» Request
Replace "marker" with "dot" in the entries starting at the line containing "One marker belongs on each instance of the snake tail." and ending at the line containing "[(569, 446)]". Give only those lines, otherwise unchanged.
### Available data ###
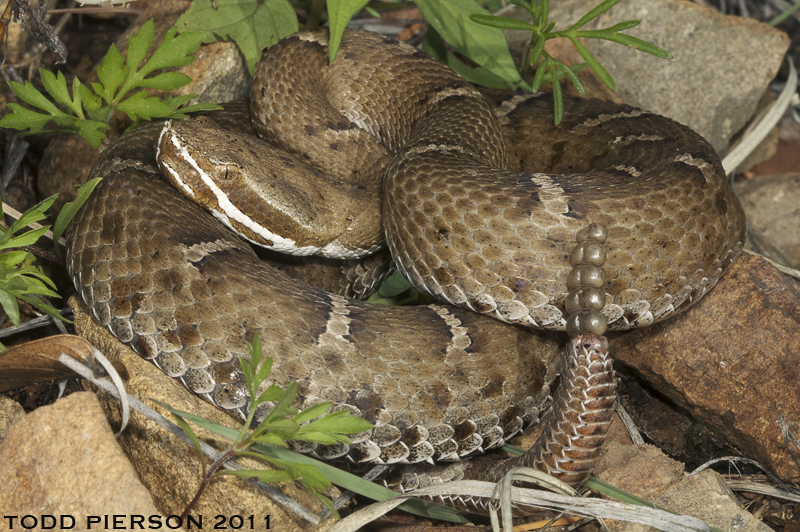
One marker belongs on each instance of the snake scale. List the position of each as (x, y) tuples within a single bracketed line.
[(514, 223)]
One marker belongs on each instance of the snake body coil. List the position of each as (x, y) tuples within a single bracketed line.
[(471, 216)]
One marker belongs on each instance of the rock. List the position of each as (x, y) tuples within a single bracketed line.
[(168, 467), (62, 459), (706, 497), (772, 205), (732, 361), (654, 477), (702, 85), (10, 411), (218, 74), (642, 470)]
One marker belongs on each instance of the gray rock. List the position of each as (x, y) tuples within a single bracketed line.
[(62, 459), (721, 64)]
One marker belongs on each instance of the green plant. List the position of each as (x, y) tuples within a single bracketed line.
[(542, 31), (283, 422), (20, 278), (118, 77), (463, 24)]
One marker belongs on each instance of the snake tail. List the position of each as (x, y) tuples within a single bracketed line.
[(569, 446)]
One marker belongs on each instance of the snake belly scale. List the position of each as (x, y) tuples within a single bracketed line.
###
### Available data ###
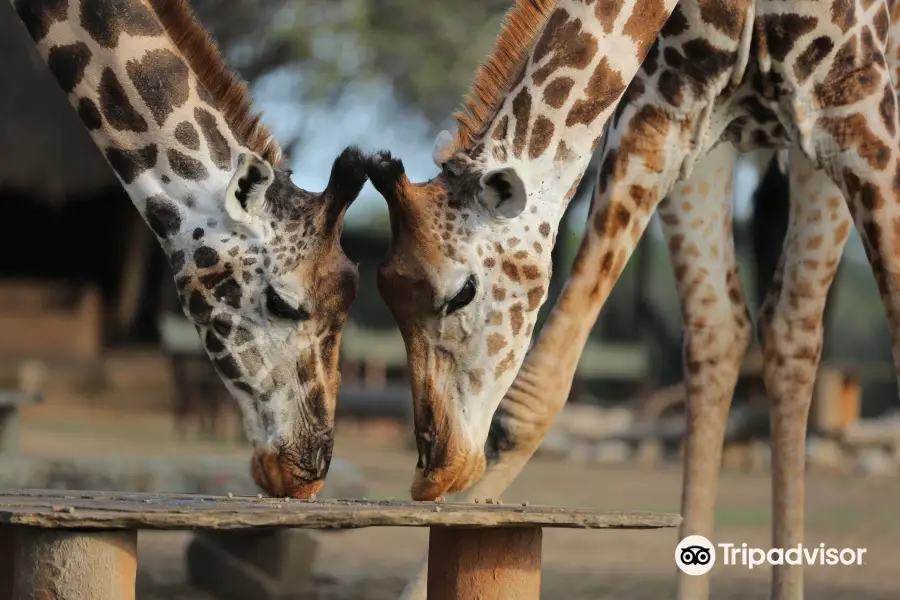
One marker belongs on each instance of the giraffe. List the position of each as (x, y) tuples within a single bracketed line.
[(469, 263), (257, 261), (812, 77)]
###
» Final answer
One dot belongs on each instance of the snake tail. List the position of each as (x, y) tuples within a single bracketed line.
[(569, 446)]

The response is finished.